[Image point grounding data]
○ ○ ○ ○ ○

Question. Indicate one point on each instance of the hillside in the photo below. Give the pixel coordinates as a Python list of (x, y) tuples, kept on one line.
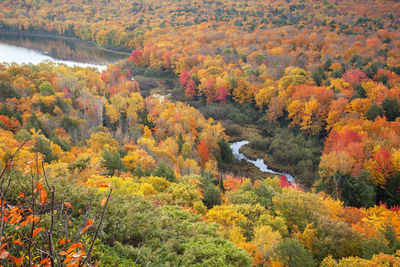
[(132, 166)]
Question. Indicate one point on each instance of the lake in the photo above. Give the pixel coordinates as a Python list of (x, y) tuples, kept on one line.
[(30, 49)]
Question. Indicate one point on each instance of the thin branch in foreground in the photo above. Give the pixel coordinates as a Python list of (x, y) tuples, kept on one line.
[(97, 231)]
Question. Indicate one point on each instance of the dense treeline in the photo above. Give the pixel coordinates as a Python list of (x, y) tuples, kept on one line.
[(328, 69)]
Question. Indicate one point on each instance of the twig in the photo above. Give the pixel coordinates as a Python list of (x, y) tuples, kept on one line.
[(50, 232), (45, 176), (33, 220), (97, 230), (4, 192)]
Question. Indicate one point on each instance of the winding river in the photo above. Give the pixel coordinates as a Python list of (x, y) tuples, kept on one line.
[(259, 163), (34, 50)]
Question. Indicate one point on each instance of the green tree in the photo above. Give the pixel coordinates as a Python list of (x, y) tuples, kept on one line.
[(292, 253), (112, 161)]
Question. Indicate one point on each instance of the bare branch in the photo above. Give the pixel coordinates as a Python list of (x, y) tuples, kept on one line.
[(97, 231)]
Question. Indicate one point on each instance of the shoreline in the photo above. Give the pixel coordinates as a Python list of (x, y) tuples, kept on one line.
[(117, 50)]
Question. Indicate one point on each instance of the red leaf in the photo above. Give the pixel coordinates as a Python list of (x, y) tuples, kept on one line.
[(4, 254), (18, 261), (88, 224), (43, 196), (63, 241), (36, 231), (68, 205)]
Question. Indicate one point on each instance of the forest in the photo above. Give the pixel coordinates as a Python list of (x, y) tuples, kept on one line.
[(99, 170)]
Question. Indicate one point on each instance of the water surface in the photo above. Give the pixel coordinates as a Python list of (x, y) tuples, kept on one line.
[(259, 163), (28, 49)]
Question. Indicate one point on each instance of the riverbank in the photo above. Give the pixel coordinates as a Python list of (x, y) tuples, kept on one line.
[(120, 50)]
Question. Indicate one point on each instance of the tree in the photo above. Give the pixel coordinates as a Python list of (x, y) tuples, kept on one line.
[(292, 253), (225, 157), (112, 161), (374, 111), (391, 108), (203, 151)]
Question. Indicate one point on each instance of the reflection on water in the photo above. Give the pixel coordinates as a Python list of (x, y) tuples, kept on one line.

○ ○ ○ ○ ○

§ What the exercise asks: Output exactly the lines above, from the one holding "Question. Indicate one point on each instance of the riverbank" through the end of the data, including the first and last.

§ Task answer:
Question. Indicate one point on each instance of the riverbank in the photo above. Give the pixel coordinates as a Python list of (x, y) tuples, kept on one line.
[(120, 50)]
Question. Indicate one point on each instance of the tree in the photo above. Give the pixel coordinates as a Python list of (x, y) tuples, kept on one line.
[(292, 253), (225, 157), (112, 161), (374, 111), (391, 108), (203, 151)]
Question. Indicate one point on each instance of the reflection on water in the photo above. Give the pixel coordinates as a Python list of (x, y) tuples, kept on one line.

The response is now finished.